= Requests =
**1.** Set down everything in the archive text from "A Four-dimensional Model" down to "-- No (1998)", word for word.
**2.** According to the archive text, which fields does the concept of developmental risk involve?
**3.** Could you continue the archive text's letter on consilience from its last sentence?

= Text shown =
(begin)
A Four-dimensional Model of Risk Assessment and Intervention (1986)
In Dale Farran and James McKinney, eds. Risk in Intellectual and Psychosocial Development. Academic Press, 1986, pp. 273-286. Much of what had been written about the concept of risk was based on concepts of assessment and intervention that were, I argued, problematic because the two concepts are usually discussed independently, and each is usually viewed unidimensionally. The assessment of any sort of developmental risk and the availability of interventions to reduce it are two dimensions of the same problem. Furthermore, the concept of developmental risk, as something that can be identified and ameliorated, involves not merely developmental psychology but economics, history, sociology, and politics.
Consilience -- No (1998)
In The Atlantic, June 1998 in response to E.O. Wilson's article "Back from Chaos." Although this Archive doesn't include other letters and published responses, I place this one here because with the exception of a couple of sentences in The Mental and Social Life of Babies, this is the only place I stated what is, for me, a deeply important principle:
Edward O. Wilson's erudite essay brilliantly disposes of postmodernism, and indeed all anthropocentric, ideology-driven anti-science. His presentation of "consilience," however, is dangerously misleading. Wilson defines it as "the linking of facts and fact-based theory across disciplines to create a common groundwork of explanation," and regards it as the Enlightenment's most promising contribution to human understanding. Au contraire. The promise of science is its unity of method and its community of discipline -- not any convenient unity of principles across domains of natural reality. The entomologist reasons in the same disciplined way, and submits her data and conclusions to the same collegial scrutiny, as the etymologist. So do the astrophysicist, the botanist, and the geologist. However, the conceit that their work should converge upon common truths and common processes -- God's grand natural design -- is precisely what has led so many of those who think they already know those truths to find them confirmed in nature. Too many flimsy theories are buttressed by logically fallacious, selective analogizing across disciplines.
(end)
= Listed records =
(begin)
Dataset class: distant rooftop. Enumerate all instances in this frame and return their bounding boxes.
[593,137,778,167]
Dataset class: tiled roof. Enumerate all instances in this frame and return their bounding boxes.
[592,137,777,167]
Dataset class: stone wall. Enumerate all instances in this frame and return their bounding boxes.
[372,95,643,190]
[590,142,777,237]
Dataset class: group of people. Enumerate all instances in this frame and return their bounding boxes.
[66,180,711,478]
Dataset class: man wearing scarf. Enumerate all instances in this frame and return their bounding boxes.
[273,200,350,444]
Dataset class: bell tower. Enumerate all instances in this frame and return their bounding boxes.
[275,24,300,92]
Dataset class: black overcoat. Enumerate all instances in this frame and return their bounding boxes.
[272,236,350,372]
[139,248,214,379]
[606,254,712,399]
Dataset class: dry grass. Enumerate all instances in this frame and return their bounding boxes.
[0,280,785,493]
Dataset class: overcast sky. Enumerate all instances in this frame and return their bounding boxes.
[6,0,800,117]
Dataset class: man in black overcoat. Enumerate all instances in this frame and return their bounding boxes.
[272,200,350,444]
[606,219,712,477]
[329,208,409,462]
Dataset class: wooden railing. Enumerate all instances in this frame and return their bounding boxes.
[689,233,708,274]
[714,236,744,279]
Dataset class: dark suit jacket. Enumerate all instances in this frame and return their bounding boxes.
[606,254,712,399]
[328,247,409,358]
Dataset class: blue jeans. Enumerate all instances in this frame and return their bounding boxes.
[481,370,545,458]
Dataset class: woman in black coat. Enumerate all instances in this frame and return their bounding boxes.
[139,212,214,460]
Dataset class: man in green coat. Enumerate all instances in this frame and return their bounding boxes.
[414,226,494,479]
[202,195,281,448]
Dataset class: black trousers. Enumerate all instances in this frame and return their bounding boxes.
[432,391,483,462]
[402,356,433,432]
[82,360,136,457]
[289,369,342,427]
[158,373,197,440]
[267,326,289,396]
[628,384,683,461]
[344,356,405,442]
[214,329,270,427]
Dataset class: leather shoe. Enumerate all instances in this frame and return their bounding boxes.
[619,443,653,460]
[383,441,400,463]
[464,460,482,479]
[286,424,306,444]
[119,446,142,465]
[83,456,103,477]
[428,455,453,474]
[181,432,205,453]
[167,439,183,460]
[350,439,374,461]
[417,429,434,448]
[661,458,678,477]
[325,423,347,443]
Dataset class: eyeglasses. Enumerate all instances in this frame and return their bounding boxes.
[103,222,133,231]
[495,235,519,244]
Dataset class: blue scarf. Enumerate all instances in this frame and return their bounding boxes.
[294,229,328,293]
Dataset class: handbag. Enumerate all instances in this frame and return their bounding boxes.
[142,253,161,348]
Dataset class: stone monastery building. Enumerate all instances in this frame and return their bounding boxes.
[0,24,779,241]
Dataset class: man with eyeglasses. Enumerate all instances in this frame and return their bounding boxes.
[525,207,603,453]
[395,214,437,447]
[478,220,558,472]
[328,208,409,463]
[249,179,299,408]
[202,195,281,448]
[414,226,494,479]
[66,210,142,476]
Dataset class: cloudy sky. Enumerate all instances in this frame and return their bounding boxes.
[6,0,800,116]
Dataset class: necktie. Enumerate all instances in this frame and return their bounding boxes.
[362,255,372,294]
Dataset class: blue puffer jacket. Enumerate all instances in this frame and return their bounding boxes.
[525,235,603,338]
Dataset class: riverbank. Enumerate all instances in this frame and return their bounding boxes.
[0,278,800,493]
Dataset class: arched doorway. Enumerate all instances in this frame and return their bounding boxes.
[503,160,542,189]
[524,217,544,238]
(end)
= Answers provided =
**1.**
A Four-dimensional Model of Risk Assessment and Intervention (1986)
In Dale Farran and James McKinney, eds. Risk in Intellectual and Psychosocial Development. Academic Press, 1986, pp. 273-286. Much of what had been written about the concept of risk was based on concepts of assessment and intervention that were, I argued, problematic because the two concepts are usually discussed independently, and each is usually viewed unidimensionally. The assessment of any sort of developmental risk and the availability of interventions to reduce it are two dimensions of the same problem. Furthermore, the concept of developmental risk, as something that can be identified and ameliorated, involves not merely developmental psychology but economics, history, sociology, and politics.
Consilience -- No (1998)

**2.**
- developmental psychology
- economics
- history
- sociology
- politics

**3.**
One reason for "all the bewildering varieties of deconstructionism and New Age holism swirling round about"
academia is that consilience makes every man or woman a scholar without portfolio, without the requirements
of actually having to study anything rigorously or to build new knowledge on a foundation of old. Hence the
paradox of a society in which more people have had more "education" than at any time or place in human
history, yet stupidity flourishes. Our young people are so ignorant of mathematics, science, the classics of
Western literature, and human history that they aren't even aware how ignorant they are.